◆ Excerpted passage ◆

British police have found more explosives which could have been used in follow-up attacks to the Manchester Arena bombing, a UK newspaper reports.
The Independent reported one device was blown up in a controlled explosion.
It said security services were concerned further bombs could have been created by a network intent on carrying out further attacks.
Salman Abedi, a Manchester-born 22-year-old, blew himself up outside Manchester Arena at the end of an Ariana Grande concert on Monday, local time, killing 22 people and injuring more than 120.
The Independent quoted security sources saying there was a real possibility other bombs were yet to be found.
Police made several arrests in the United Kingdom and in Libya, including of the bomber's brothers and father, as they sought to shut down the network.
The new explosive discoveries came as British Prime Minister Theresa May said she would appeal to NATO leaders to combat terrorism by addressing its root causes and the "propagation of poisonous ideology, particularly online".
The United Kingdom's terror threat level was raised to its highest level after the attack, and nearly 1000 soldiers were deployed to help police monitor high-priority areas, particularly in London.
Mrs May will head to the NATO meeting in Brussels and thank the Western military alliance for its support following the suicide bombing attack in Manchester.
She will press for members to increase defence spending in line with NATO commitments, and said she would cut short the next leg of her trip to Sicily, where the Group of Seven major powers will hold a two-day meeting, and instead leave on Friday.
Anger over evidence leaks to US media
British ministers also voiced their anger to American officials after photographs apparently showing bloodstained fragments from the Manchester concert bomb were leaked to the US press.
The pictures appeared in the New York Times and followed an earlier leak to US media of the attacker's name.
British Home Secretary Amber Rudd said she had issued a plea to US authorities not to leak.
"The British police have been very clear that they want to control the flow of information in order to protect operational integrity - the element of surprise.
"So it is irritating if it gets released from other sources and I have been very clear with our friends that it should not happen again."

◆ Supplied information ◆
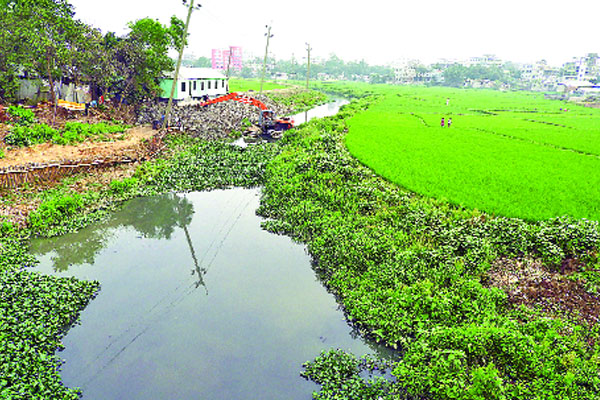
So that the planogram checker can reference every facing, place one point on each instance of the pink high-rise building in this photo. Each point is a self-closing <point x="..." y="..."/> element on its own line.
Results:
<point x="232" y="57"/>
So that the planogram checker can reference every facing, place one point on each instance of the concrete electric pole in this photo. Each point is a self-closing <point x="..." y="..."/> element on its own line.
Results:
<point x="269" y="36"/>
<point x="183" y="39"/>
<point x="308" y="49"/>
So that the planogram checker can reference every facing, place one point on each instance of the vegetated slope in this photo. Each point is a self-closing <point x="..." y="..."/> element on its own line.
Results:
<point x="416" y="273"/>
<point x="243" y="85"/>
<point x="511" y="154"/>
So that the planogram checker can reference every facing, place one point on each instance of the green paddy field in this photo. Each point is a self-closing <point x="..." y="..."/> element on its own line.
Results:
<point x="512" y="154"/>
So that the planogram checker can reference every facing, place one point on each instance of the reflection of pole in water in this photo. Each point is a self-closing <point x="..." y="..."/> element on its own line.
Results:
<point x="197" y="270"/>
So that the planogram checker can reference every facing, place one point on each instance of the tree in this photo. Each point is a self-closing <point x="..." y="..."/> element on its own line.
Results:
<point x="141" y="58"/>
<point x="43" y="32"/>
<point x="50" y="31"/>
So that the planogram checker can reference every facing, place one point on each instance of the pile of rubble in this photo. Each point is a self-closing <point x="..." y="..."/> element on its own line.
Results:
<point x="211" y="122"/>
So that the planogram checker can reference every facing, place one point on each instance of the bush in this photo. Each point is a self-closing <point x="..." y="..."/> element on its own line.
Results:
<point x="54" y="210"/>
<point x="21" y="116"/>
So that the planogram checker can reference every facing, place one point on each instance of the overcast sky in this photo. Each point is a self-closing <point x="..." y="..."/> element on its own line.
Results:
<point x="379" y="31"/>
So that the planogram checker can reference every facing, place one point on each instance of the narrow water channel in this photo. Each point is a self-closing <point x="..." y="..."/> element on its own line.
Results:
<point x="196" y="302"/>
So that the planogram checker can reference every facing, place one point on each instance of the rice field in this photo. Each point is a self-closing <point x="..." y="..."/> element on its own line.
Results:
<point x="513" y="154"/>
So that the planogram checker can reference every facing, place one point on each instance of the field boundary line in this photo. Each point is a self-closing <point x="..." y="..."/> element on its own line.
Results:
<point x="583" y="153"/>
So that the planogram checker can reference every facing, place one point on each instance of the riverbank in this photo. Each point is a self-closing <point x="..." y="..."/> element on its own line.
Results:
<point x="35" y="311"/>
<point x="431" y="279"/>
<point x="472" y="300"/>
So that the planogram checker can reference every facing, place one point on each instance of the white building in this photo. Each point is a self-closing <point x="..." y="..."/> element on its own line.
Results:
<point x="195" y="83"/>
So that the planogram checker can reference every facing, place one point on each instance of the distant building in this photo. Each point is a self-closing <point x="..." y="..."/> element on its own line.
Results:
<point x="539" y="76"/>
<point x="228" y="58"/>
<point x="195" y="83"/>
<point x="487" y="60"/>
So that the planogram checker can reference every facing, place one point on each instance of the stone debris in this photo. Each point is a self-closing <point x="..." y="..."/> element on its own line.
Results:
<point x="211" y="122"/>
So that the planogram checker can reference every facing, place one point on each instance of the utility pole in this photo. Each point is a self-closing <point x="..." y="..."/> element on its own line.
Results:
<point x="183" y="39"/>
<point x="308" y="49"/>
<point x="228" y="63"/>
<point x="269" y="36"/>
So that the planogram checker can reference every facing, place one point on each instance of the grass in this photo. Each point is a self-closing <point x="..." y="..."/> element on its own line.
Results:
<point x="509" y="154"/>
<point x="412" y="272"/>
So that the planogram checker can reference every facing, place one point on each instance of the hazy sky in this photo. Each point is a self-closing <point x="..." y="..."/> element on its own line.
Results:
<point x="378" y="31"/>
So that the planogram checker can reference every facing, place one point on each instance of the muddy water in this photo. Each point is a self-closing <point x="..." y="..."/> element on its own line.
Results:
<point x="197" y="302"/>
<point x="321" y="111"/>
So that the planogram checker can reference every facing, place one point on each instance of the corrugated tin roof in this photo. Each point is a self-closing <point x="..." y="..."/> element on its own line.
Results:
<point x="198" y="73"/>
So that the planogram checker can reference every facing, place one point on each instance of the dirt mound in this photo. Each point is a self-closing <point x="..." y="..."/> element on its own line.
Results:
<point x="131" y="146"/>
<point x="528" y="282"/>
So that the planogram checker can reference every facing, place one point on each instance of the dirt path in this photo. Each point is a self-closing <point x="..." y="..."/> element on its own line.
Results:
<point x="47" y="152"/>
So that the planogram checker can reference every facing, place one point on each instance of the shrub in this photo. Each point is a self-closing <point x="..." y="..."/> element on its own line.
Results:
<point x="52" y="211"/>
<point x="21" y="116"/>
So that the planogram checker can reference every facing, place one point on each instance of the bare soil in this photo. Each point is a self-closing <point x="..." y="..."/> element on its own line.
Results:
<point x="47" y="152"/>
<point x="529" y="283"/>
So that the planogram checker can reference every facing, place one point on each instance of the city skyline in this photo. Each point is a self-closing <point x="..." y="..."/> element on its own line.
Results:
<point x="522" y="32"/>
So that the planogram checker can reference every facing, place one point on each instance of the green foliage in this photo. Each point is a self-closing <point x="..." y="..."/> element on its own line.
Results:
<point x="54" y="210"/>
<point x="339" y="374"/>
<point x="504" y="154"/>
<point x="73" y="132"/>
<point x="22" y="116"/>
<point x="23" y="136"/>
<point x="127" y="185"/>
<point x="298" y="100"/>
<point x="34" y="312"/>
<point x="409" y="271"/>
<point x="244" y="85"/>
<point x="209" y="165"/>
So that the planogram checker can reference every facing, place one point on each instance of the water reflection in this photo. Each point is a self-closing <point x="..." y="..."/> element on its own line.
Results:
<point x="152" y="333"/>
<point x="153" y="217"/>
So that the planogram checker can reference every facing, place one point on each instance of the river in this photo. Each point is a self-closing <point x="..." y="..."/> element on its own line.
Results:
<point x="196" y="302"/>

--

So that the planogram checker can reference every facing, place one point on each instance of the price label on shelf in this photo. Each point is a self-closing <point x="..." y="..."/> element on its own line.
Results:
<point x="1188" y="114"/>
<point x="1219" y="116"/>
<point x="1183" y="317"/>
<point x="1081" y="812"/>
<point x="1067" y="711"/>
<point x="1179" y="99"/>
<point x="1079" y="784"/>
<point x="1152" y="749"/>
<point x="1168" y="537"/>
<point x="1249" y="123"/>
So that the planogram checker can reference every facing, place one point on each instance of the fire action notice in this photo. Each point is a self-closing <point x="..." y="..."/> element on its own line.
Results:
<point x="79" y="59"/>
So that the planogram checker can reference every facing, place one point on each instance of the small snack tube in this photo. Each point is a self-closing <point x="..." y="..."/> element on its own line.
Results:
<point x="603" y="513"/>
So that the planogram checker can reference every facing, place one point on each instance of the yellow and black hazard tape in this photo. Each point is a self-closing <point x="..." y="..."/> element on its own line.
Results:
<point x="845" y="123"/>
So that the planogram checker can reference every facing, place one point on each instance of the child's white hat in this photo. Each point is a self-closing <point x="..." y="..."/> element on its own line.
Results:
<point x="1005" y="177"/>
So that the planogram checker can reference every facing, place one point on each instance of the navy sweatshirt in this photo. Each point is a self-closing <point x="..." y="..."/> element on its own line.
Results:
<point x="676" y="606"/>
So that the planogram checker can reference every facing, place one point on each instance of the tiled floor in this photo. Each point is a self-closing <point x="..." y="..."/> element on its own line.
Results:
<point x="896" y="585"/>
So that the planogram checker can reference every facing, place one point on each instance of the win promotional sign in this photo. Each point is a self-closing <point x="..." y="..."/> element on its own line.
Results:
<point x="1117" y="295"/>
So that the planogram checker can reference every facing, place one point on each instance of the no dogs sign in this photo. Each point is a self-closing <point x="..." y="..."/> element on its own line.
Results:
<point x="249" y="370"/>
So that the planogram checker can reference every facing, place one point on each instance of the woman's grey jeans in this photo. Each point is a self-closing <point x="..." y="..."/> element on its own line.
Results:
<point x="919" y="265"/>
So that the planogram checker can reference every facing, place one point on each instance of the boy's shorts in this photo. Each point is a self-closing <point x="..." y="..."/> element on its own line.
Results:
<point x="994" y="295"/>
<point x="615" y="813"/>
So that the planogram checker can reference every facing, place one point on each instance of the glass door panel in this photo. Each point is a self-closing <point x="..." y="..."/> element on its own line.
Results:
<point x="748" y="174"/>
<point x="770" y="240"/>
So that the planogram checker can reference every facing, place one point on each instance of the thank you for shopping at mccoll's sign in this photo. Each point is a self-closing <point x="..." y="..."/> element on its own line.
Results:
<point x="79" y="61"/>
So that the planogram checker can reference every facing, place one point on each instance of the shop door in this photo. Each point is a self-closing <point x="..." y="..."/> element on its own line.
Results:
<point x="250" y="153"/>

◆ Requirement ◆
In the news report on the Manchester Arena bombing, how many soldiers were deployed to help police monitor high-priority areas?

◆ Output of the task ◆
Nearly 1000